● Given problem a:
According to the forum thread below, what is WTBS-DT's actual broadcast channel in Atlanta?

____ Source passage

# BUG?: OTA -WTBS-DT Atlanta - 91% Signal but not locking - Was Working but stopped.



## ThomasTrain (Aug 9, 2005)

I've had the 942 for a little over amonths now with no problems picking up my local WTBS-DT station via OTA with somewhere between an 89% - 98% signal strength. Now beginning Friday, the 942 in unable to lock on the signal even though it still shows an average 94% signal (just shows red). Channel number is 17.1 and the actualy broadcast channel is 20 here in Atlanta.

Is anyone else having problems with the OTA TBS here in Atlanta.

P.S. I did try to call Tech Supprot and as always they are completely worthless :nono2: and claimed that I need to repoint my antenna even though I've got a signal of 94% and it have been working perfectly for the last month.


----------



## Bichon (Jun 5, 2003)

First, I'd try deleting and re-adding the channel.

If that doesn't work, I'd check the appropriate local reception forum at http://www.avsforum.com. If others are having problems, contact the broadcaster.


----------



## lakebum431 (Jun 30, 2005)

Thomas,
I am having the same problem. Signal strength over 90 and all I get is the yellow box that says the signal has been lost. Let me know if you figure anything out.


----------



## Neil Derryberry (Mar 23, 2002)

I set up my 942 on friday and a scan didn't find that channel... curious, indeed.


----------



## sammy61 (Aug 26, 2004)

Same with me. A rescan doesnt help. What is strange is that the 921 in the bedroom which is on the same antenna, pulles the station in fine.....
I sure hope they get it fixed soon so we can watch the Braves in HD!!


----------



## lakebum431 (Jun 30, 2005)

So, it looks like this is a 942 bug. Who should we report this to?


----------



## Elderberry (Aug 22, 2005)

It's not limited to the Atlanta area. I'm in Shreveport, LA and was getting the local
PBS digital signals fine. Starting Sunday I can no longer can get them. Signal strength
is 90-95 but receiver will not lock. All other local channels digital signals work fine.


----------



## lakebum431 (Jun 30, 2005)

Yeah, this is very strange. I'm getting all of the other OTA channels just fine, but nothing on TBS. I hope this gets fixed soon.

________
____ Listed entries

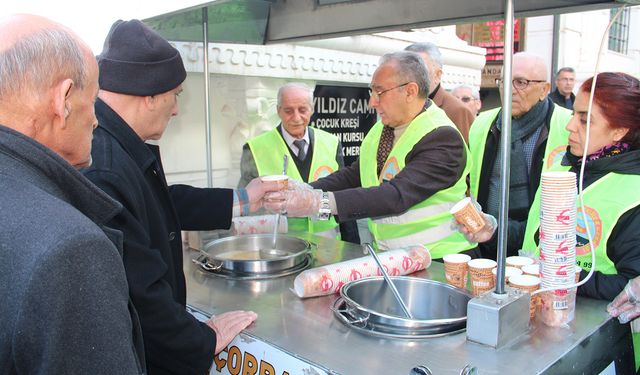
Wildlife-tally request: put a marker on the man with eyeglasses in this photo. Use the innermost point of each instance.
(469, 96)
(461, 116)
(563, 94)
(538, 137)
(412, 168)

________

● Given problem b:
Arrange the records above as a two-column CSV with the columns request and points. Include one row per record, with each field quoted and line breaks replaced by spaces, and leave out the pictures.

● Result a:
Channel 20

● Result b:
request,points
"Wildlife-tally request: put a marker on the man with eyeglasses in this photo. Use the innermost point of each instance.","(469, 96) (461, 116) (563, 94) (538, 137) (412, 168)"